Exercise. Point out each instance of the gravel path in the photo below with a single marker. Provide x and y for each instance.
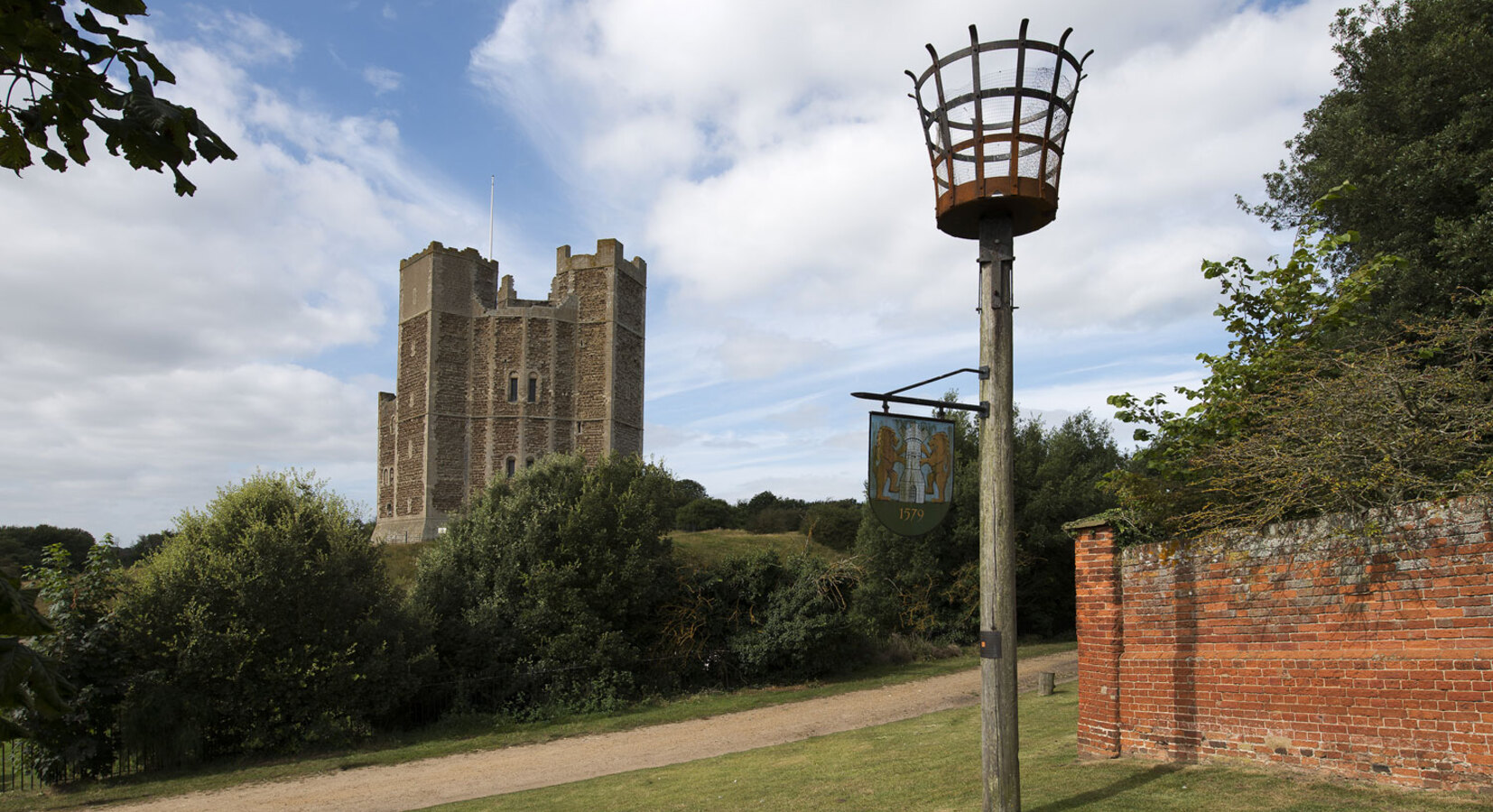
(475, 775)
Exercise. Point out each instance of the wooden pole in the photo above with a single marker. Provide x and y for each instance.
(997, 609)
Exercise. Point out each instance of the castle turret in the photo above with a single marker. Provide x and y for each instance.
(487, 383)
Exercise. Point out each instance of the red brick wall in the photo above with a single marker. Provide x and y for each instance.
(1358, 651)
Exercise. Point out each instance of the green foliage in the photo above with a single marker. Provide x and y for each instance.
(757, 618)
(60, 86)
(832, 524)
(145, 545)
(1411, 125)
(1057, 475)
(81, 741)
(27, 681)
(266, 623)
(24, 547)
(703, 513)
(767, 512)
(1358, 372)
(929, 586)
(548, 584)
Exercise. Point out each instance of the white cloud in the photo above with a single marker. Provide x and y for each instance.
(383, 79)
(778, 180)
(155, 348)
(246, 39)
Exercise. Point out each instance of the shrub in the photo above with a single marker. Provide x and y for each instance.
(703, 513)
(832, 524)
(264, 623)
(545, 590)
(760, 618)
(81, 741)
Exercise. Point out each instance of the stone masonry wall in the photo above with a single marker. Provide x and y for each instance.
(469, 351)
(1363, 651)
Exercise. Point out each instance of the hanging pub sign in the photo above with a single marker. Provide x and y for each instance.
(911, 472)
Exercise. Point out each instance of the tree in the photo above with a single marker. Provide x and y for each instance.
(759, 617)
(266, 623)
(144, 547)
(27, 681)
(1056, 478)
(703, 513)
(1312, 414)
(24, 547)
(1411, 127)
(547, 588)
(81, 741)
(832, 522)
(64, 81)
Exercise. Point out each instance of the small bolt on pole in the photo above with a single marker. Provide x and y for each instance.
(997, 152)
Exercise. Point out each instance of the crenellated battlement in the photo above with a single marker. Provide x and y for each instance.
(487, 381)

HOW TO COMPLETE THIS TASK
Restate the material above exactly. Exclude all pictures.

FINAL ANSWER
Exercise. Point out each instance of the gravel path in the photo below with a single marker. Provide x and y for each instance.
(475, 775)
Exercise. Point out each instance of the wooden pole in the photo above with a single marker. Provide x and y for each instance.
(997, 609)
Exercise. Point out each instance of the castle turret in the photo above with a single marker. Provide x and y for each instance.
(487, 383)
Exercise. Point out each instance of the red brick wall in the photo above with a single marker. Provide x and y for each instance.
(1358, 651)
Exercise. Point out each instance of the green foliage in the photo above with a single marker. Provide x and y for each instance.
(757, 618)
(60, 86)
(832, 524)
(145, 545)
(1411, 125)
(1057, 475)
(81, 741)
(27, 681)
(266, 623)
(24, 547)
(703, 513)
(767, 512)
(1358, 372)
(929, 586)
(548, 584)
Exercise. Point out each instance of the white cloud in the photo above with a single marker. Provide x and y for each instance.
(383, 79)
(778, 180)
(155, 348)
(246, 39)
Exercise. Point out each instance of the shrub in the photo above with a single marker. Provide x and y for each instance.
(703, 513)
(832, 524)
(264, 623)
(545, 590)
(760, 618)
(81, 741)
Exercise. Point out each instance of the stone masonry wall in the photo above with a single marker. Provide x and y for each instance.
(469, 351)
(1363, 651)
Exercise. Point out each instance of the hanging pub sign in the photo above with a single marker. Provide x and y for each instance.
(911, 472)
Exercise. Point out each instance of the tree in the photo above with a single marker. Provide x and y for each instance.
(759, 617)
(266, 623)
(144, 547)
(27, 681)
(1056, 478)
(703, 513)
(1312, 414)
(24, 547)
(1411, 127)
(547, 588)
(81, 741)
(832, 522)
(64, 81)
Exercise. Point out each instance of the small bolt on pole in the photo above with a single marker. Provide x and y for each instance.
(997, 152)
Exercise. Point out each instance of the crenellated battlement in the photo above with a single marker. Provide x and y for each instance.
(487, 381)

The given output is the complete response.